▸ **Task instructions**
Restate verbatim the span of lines below between the line with "<point>241,811</point>" and the line with "Place a point on the grey", including those two lines, and only that span.
————
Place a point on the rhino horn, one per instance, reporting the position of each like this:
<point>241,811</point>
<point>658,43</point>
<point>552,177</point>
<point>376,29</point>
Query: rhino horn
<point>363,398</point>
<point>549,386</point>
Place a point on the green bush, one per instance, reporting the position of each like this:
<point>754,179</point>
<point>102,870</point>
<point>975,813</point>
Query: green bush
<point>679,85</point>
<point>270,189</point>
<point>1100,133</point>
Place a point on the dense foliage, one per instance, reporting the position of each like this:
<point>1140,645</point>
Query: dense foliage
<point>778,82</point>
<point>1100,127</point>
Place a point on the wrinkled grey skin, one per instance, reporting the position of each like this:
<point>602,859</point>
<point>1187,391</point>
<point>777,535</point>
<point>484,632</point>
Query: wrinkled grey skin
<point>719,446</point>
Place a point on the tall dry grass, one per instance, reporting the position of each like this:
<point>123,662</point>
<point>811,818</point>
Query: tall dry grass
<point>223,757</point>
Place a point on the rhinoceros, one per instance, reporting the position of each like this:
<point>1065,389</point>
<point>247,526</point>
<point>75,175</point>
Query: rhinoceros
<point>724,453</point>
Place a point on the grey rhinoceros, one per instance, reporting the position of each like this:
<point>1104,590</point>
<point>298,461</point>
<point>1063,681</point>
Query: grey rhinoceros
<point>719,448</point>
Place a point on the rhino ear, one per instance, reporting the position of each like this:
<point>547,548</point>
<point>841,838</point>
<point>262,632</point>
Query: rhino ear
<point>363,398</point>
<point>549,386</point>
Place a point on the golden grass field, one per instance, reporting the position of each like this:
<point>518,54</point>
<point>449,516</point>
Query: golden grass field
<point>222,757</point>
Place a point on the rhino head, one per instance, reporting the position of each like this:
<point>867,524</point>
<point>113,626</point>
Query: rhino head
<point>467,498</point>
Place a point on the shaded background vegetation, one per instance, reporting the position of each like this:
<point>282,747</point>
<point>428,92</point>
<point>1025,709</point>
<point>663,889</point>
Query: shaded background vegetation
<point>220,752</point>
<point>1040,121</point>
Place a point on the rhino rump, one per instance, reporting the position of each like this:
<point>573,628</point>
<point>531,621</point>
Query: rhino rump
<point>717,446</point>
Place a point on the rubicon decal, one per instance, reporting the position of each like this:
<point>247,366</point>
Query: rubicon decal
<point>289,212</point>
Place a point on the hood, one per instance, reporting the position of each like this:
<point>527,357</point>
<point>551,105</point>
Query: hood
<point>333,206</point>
————
▸ **Solution**
<point>241,811</point>
<point>658,43</point>
<point>552,177</point>
<point>376,29</point>
Query: rhino horn
<point>363,398</point>
<point>549,386</point>
Place a point on the green bush, one per instance, reporting the position of each like this:
<point>754,179</point>
<point>102,870</point>
<point>975,813</point>
Query: green bush
<point>679,85</point>
<point>270,189</point>
<point>1100,133</point>
Place a point on the dense foliage, one per instance, reporting the position of each like this:
<point>1140,645</point>
Query: dense foliage
<point>778,82</point>
<point>1100,127</point>
Place a point on the wrinkled grey skin, one per instance, reporting the position of each like this:
<point>602,859</point>
<point>1187,391</point>
<point>777,535</point>
<point>484,632</point>
Query: wrinkled grey skin
<point>719,446</point>
Place a point on the tall dry grass, one per instance, reporting the position of each like this:
<point>123,662</point>
<point>811,818</point>
Query: tall dry grass
<point>223,757</point>
Place a point on the rhinoceros, one per instance, reporting the position of each like this:
<point>1065,389</point>
<point>247,526</point>
<point>75,175</point>
Query: rhinoceros
<point>724,453</point>
Place a point on the grey rhinoceros, one per instance, reporting the position of each like this:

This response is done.